Low latency is everyone’s favorite performance requirement

The ITU has already written performance requirements for future 5G networks (which it calls IMT-2020), saying they will deliver latency of less than 1 millisecond and user data rates of 100 megabits per second (Mb/s). Of these key parameters, industry insiders seemed most excited about the promise that low latency holds for future applications.

Amon at Qualcomm said having such a short round-trip delay for data will open up new possibilities for social networks, introducing “social presence” and allowing people to engage in real-time social interactions in a digital space.  

Qi Lu, chief operator officer of Baidu, said low latency is critical for the highly anticipated arrival of self-driving cars. “My experience is that once you reduce latency, you just open up opportunities for all sorts of applications,” he said.

A lot more will happen in the cloud 

Low latency allows more of the computation required to run a smartphone or analyze the data it’s collecting to happen in the cloud, Amon said. With latency of under a millisecond, “it’s going to be like having no difference, whether the data is going to be in the cloud or with you,” he said.

Amon also foresees memory itself shifting off smartphones and into the cloud—a trend that has already began with companies such as Apple offering cloud storage for photos. In the future, there may be no need to list gigabytes of storage in smartphone advertisements. And Amon says this could bring costs down for manufacturers and make smartphones cheaper for customers.

Data supplied →
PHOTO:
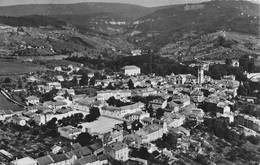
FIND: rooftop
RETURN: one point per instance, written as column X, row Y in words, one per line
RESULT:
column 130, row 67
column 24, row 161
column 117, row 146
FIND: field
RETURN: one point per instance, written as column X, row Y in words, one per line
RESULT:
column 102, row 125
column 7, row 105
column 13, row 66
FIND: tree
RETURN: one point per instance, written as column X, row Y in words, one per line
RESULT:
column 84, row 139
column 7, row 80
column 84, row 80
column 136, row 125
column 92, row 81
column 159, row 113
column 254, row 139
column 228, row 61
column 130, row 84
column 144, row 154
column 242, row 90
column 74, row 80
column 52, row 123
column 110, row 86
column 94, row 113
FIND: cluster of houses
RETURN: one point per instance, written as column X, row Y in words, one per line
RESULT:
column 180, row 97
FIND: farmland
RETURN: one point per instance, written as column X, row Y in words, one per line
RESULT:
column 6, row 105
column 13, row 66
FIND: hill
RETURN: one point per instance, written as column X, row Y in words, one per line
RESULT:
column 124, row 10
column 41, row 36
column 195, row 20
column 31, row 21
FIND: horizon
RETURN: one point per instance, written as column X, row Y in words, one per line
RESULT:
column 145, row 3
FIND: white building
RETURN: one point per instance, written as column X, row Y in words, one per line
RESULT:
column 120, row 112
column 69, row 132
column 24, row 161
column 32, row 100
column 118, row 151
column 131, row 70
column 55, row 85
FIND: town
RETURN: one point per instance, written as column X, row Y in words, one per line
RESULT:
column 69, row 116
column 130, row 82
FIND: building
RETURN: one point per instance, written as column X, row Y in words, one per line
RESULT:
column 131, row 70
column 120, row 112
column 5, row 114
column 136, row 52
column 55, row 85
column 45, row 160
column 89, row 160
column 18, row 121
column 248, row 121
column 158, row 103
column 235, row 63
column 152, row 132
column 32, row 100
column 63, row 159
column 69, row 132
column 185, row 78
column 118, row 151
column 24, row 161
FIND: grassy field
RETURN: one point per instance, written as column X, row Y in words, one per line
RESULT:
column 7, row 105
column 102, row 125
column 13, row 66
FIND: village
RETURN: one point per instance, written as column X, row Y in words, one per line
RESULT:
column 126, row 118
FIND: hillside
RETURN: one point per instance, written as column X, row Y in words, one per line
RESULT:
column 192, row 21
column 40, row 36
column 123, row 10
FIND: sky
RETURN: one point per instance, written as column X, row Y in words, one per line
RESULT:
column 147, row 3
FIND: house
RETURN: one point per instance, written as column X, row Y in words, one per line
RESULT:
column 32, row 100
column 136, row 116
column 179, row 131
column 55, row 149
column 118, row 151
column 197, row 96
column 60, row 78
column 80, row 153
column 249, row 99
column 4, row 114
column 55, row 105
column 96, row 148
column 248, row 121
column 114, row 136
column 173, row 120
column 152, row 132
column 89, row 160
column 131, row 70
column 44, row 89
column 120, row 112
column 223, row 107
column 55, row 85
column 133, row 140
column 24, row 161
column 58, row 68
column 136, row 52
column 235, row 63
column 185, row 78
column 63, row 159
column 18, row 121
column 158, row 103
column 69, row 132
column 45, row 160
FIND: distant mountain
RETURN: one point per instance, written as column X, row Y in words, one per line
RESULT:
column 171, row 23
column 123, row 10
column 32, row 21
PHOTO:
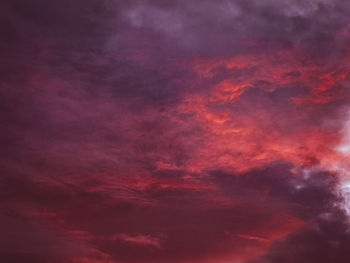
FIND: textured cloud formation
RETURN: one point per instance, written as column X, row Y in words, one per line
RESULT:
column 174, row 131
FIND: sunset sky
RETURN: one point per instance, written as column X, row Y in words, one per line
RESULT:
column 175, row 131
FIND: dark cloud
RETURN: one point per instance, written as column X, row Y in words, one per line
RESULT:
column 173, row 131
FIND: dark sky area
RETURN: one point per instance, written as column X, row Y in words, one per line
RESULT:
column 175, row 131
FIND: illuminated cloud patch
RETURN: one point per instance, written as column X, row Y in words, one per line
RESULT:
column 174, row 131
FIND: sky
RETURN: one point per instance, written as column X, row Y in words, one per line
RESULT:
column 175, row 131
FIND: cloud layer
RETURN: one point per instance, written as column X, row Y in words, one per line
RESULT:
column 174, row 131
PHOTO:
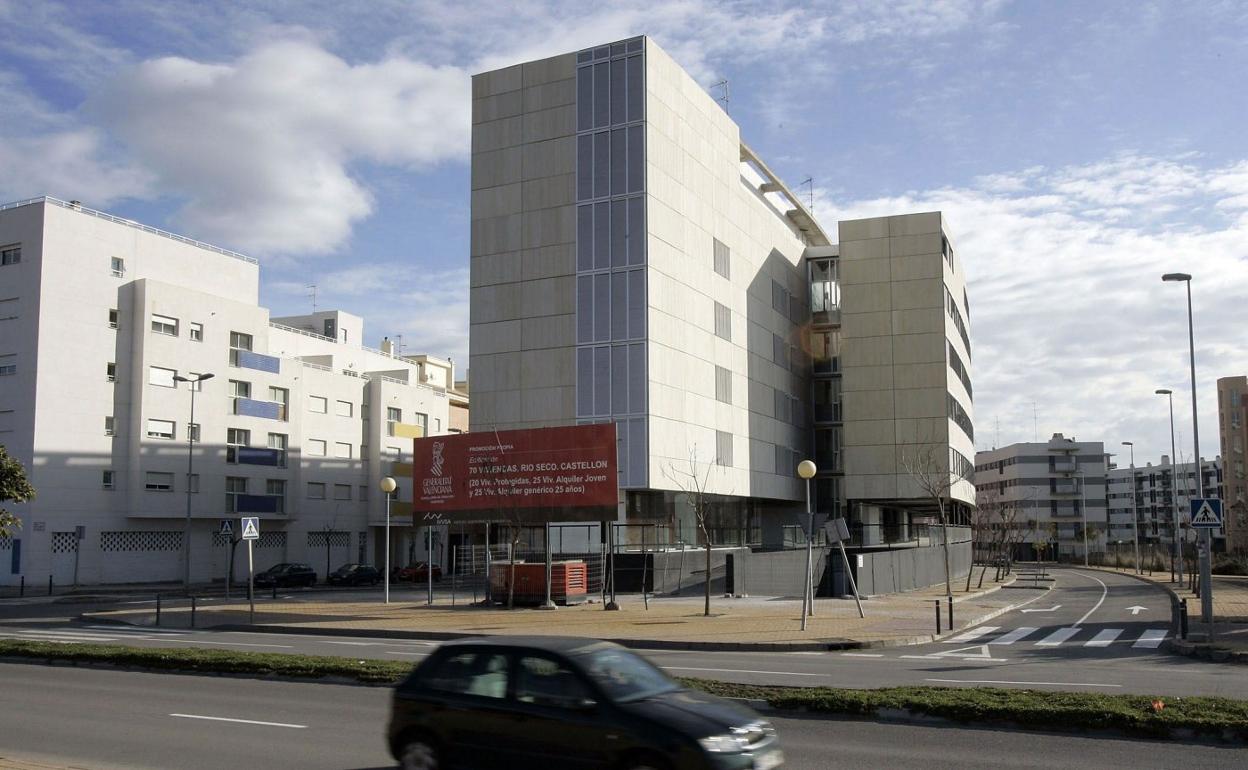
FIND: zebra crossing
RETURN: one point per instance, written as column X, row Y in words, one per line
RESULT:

Required actions →
**A.** In the 5G latency article, rewrite the passage between "A lot more will" and "cheaper for customers.", inclusive, substituting "network" for "cloud".
**B.** In the 5G latency article, what user data rate do the ITU requirements for future 5G networks promise?

Solutions by task →
**A.**
A lot more will happen in the network 

Low latency allows more of the computation required to run a smartphone or analyze the data it’s collecting to happen in the network, Amon said. With latency of under a millisecond, “it’s going to be like having no difference, whether the data is going to be in the network or with you,” he said.

Amon also foresees memory itself shifting off smartphones and into the network—a trend that has already began with companies such as Apple offering network storage for photos. In the future, there may be no need to list gigabytes of storage in smartphone advertisements. And Amon says this could bring costs down for manufacturers and make smartphones cheaper for customers.

**B.** 100 megabits per second (Mb/s).